| What is needed |
Please give the lines of the records from the line with "In this exercise you will spot the man" to the line with "<point>232,363</point>", both included, as a numbered list with blank lines left out.

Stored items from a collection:
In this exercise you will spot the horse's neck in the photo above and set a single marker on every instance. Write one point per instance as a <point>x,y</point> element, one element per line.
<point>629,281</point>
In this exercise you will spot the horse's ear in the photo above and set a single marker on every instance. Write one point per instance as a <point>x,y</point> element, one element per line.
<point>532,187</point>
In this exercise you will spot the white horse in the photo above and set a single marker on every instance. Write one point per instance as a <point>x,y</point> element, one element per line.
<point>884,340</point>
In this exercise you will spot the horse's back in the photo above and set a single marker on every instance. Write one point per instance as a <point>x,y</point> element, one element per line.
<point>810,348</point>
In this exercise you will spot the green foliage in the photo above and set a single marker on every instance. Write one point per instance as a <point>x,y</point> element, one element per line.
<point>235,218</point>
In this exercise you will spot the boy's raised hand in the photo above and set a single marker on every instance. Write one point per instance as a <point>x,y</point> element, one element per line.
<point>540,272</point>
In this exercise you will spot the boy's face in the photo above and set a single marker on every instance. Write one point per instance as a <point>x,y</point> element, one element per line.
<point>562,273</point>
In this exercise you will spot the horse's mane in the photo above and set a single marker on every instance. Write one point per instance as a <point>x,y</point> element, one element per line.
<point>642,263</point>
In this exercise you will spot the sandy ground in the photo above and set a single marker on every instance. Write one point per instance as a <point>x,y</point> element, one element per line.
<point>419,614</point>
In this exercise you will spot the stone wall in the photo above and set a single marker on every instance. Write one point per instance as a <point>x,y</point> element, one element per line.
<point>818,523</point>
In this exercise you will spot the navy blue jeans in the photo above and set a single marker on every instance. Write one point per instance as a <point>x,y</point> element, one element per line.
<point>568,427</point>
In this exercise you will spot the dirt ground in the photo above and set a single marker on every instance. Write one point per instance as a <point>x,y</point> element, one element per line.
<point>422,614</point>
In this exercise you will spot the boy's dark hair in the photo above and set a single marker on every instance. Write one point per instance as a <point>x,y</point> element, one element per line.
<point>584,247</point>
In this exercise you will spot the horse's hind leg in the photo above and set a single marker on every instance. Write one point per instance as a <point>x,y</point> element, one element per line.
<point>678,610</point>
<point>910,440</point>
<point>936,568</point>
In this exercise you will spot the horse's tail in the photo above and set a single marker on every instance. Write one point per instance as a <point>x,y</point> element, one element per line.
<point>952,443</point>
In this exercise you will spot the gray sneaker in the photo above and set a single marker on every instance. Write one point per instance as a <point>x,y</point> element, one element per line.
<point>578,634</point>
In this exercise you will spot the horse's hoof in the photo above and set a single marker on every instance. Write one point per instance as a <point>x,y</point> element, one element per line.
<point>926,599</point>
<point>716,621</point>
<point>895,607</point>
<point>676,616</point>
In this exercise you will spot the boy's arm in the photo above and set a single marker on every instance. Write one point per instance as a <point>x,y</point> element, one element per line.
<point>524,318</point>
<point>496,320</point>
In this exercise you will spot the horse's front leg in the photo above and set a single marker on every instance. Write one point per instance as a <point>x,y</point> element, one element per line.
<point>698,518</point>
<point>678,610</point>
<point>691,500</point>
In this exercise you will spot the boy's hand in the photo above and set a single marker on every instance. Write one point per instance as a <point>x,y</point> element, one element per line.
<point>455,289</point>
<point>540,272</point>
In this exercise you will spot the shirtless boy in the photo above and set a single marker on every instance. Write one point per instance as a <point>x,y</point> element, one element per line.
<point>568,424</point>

* * *

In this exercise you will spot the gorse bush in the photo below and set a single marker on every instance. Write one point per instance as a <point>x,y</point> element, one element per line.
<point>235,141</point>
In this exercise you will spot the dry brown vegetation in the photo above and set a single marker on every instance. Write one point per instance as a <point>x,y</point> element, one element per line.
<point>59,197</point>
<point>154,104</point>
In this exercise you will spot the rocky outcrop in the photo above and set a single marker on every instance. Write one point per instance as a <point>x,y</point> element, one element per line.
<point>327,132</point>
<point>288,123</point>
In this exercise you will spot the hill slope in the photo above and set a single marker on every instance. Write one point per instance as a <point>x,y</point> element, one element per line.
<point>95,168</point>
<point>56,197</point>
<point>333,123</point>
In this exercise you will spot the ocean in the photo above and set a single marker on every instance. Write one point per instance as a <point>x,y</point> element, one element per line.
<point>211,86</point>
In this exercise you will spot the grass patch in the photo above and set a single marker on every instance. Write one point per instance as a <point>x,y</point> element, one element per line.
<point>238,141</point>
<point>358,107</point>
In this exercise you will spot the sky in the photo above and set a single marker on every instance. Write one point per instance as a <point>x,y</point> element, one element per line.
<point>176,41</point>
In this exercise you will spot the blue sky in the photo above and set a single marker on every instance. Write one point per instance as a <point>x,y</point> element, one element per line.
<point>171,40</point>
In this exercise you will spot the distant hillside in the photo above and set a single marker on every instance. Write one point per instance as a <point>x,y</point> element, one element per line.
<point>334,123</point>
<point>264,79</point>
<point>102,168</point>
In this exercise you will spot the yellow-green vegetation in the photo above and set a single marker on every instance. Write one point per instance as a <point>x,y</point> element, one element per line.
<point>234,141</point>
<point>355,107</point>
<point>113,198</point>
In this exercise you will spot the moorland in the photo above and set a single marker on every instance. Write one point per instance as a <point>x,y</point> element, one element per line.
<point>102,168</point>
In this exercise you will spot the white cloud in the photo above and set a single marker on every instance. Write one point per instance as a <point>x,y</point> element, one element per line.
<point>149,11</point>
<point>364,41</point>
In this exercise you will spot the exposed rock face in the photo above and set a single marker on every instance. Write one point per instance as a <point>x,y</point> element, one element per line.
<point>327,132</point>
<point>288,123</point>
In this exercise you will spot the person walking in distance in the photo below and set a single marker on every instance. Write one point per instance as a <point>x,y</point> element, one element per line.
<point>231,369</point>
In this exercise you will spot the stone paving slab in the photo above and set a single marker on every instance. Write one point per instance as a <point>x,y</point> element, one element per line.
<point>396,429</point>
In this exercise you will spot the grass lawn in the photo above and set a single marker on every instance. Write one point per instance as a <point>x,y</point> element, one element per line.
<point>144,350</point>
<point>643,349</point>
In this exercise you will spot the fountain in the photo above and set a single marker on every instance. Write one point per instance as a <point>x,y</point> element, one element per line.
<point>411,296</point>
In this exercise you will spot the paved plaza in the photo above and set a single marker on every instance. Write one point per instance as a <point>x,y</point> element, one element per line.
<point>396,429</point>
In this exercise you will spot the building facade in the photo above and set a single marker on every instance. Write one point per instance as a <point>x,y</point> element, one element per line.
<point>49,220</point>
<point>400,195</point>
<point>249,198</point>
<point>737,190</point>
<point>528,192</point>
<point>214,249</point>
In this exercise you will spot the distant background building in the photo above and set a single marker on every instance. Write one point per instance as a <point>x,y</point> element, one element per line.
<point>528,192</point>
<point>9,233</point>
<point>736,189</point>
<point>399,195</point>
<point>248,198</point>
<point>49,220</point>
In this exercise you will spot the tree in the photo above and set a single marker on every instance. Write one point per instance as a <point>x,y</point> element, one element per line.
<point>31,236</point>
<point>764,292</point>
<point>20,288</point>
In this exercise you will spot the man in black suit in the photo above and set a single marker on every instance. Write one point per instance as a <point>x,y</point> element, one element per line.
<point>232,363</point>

| Written response |
1. In this exercise you will spot the man in black suit in the photo above and set a single marker on every instance. Write one point per instance as a <point>x,y</point> element, one element per line.
2. <point>232,363</point>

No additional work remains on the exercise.